# Task directions
Count the lines in the data below that contain the string "covered", with uppercase and lowercase treated as different, and reply with that number alone.

# Data lines
________________________________________
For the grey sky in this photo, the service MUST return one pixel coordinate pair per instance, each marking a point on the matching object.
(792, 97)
________________________________________
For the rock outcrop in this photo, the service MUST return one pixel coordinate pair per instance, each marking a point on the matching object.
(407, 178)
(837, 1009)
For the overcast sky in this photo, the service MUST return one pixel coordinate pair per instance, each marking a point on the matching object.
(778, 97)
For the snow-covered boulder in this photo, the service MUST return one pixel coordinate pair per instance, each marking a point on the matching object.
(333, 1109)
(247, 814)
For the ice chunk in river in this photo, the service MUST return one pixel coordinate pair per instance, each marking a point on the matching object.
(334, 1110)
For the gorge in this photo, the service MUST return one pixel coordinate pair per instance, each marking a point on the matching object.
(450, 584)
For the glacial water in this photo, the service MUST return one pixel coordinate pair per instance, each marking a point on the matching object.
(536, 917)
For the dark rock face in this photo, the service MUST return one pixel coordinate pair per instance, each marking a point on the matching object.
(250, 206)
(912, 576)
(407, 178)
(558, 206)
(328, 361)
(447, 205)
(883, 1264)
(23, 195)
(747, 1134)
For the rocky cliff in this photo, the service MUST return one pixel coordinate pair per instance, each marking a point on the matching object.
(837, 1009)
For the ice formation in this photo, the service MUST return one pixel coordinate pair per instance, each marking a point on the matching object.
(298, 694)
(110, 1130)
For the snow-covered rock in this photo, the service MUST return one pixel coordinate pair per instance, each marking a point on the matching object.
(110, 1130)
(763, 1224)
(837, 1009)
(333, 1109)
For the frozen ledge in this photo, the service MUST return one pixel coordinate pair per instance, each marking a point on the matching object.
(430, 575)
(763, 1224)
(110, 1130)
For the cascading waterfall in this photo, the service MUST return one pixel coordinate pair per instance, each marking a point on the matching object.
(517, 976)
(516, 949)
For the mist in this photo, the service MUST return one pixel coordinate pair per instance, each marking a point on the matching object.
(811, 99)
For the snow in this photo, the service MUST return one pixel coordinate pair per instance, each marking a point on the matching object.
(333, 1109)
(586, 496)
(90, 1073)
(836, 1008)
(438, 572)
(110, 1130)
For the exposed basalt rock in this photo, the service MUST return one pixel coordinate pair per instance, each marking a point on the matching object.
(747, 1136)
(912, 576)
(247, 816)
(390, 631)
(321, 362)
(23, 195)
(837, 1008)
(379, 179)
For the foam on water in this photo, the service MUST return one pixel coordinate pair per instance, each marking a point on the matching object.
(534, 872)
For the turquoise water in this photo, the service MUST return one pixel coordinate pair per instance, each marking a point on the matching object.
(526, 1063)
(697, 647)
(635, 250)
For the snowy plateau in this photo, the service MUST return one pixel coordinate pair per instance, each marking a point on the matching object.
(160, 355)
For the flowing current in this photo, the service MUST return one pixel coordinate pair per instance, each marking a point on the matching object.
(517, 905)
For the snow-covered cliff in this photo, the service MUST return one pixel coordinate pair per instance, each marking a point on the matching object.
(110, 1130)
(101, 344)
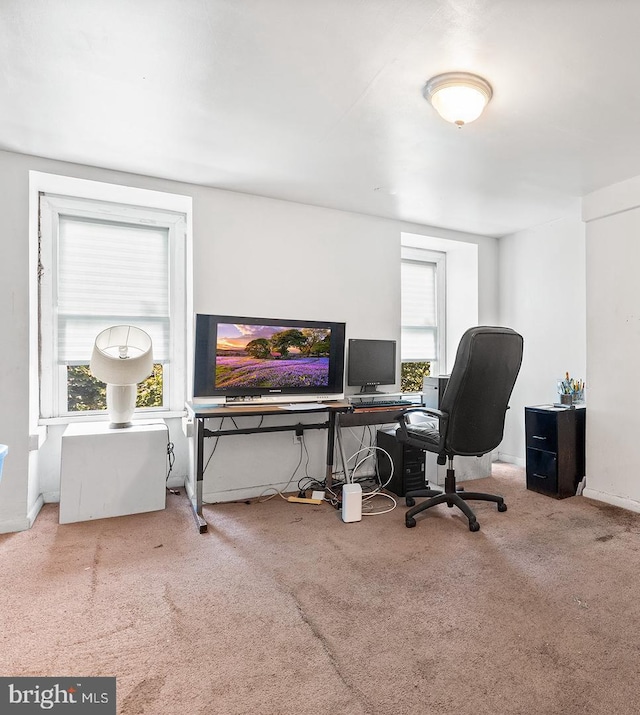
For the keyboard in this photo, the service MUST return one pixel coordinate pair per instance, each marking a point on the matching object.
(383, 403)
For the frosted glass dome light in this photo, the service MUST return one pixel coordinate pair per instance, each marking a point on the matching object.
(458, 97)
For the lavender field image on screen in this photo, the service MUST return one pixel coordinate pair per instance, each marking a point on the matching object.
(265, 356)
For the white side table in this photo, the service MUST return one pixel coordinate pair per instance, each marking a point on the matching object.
________________________________________
# Exercise response
3